AUFTRAG A: Welche Zeilen der Einträge enthalten das Wort „blue“? Filtere jede dieser Zeilen heraus und gib sie vollständig wieder.

GEZEIGTER TEXTAUSZUG:
* * * * * * *
Aufgezeichnet von Heiner Wittmann
8.3.2021

Die männliche Zivilisation geht ihrem Ende entgegen, das sieht Meike Stoverock in ihrem gerade bei Tropen erschienenem Band » Female Choice« mit dem Untertitel Vom Anfang und Ende der männlichen Zivilisation voraus.

Schluss mit den Möglichkeiten der Männer, Frauen, die sie begehren auszuwählen. Das was mit dem Beginn der Sesshaftigkeit begann mit allen weiteren Privilegien für den Mann, damit ist es vorbei. Nun so ganz zurück will Meike Stoverock doch nicht, aber sie rüttelt dennoch an allen Grundfesten der männlichen Zivilisation, um das Zusammenleben von Frau und Mann auf eine völlig neue Basis zu stellen. Die Frau soll in ihre ursprünglichen Rechte wieder eingesetzt werden, sie soll sich die passenden Männer für ihren Nachwuchs aussuchen können und es gibt auch einige kleinere Kompensationen für die Männer, die dann heute leer ausgehen würden.
* * * * * * *
AUFGEFÜHRTE EINTRÄGE:

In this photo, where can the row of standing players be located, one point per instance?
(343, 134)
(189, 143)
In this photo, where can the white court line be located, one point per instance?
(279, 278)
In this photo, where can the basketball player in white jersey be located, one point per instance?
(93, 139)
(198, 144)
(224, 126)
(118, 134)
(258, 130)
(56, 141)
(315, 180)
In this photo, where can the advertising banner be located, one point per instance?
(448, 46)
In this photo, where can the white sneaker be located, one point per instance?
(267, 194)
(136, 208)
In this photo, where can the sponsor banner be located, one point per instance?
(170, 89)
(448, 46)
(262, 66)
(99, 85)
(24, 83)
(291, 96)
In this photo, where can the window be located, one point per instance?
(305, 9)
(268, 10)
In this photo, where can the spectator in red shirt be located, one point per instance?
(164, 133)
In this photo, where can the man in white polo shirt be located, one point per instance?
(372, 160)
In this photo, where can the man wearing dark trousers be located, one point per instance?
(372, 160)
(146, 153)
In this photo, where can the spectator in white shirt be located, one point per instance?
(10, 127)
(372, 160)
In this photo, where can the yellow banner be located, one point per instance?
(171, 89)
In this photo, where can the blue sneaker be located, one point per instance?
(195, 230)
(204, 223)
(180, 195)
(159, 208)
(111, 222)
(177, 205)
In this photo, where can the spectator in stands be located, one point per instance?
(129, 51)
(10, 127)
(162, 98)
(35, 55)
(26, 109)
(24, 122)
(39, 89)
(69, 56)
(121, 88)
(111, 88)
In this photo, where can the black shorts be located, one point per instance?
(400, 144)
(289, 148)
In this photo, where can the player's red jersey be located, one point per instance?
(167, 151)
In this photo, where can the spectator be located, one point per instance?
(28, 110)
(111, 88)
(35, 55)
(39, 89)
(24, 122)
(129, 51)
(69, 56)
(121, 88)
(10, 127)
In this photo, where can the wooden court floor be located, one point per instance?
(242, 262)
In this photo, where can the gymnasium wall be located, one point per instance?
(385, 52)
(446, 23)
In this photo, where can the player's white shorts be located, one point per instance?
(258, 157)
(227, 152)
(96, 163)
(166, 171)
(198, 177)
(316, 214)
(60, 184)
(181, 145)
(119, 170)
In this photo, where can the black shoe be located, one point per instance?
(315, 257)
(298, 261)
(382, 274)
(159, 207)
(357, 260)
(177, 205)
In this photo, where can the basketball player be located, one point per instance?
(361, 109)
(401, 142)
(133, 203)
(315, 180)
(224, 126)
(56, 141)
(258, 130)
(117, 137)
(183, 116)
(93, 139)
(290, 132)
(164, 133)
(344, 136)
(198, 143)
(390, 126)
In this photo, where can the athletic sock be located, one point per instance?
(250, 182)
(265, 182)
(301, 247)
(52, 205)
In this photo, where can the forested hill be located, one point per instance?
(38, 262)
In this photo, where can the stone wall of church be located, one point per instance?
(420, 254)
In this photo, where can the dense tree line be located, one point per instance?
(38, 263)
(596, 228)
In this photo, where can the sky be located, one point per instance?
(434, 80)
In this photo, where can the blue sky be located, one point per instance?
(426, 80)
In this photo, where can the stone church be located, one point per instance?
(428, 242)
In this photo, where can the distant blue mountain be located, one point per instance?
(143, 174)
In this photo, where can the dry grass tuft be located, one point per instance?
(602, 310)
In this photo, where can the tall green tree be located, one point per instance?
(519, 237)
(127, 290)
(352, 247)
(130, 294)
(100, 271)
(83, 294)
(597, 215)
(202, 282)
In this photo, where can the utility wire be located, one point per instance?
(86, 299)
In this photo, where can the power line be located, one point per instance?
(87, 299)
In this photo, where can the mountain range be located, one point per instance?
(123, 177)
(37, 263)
* * * * * * *
AUFTRAG B: Tippe aus dem Textauszug über „Female Choice“ den Abschnitt unverändert ab, der bei „Die männliche Zivilisation“ beginnt und bei „leer ausgehen würden.“ endet.

ENDGÜLTIGE ANTWORT A:
In this photo, where can the blue sneaker be located, one point per instance?
In this photo, where can the blue sky be located, one point per instance?
In this photo, where can the distant blue mountain be located, one point per instance?

ENDGÜLTIGE ANTWORT B:
Die männliche Zivilisation geht ihrem Ende entgegen, das sieht Meike Stoverock in ihrem gerade bei Tropen erschienenem Band » Female Choice« mit dem Untertitel Vom Anfang und Ende der männlichen Zivilisation voraus.

Schluss mit den Möglichkeiten der Männer, Frauen, die sie begehren auszuwählen. Das was mit dem Beginn der Sesshaftigkeit begann mit allen weiteren Privilegien für den Mann, damit ist es vorbei. Nun so ganz zurück will Meike Stoverock doch nicht, aber sie rüttelt dennoch an allen Grundfesten der männlichen Zivilisation, um das Zusammenleben von Frau und Mann auf eine völlig neue Basis zu stellen. Die Frau soll in ihre ursprünglichen Rechte wieder eingesetzt werden, sie soll sich die passenden Männer für ihren Nachwuchs aussuchen können und es gibt auch einige kleinere Kompensationen für die Männer, die dann heute leer ausgehen würden.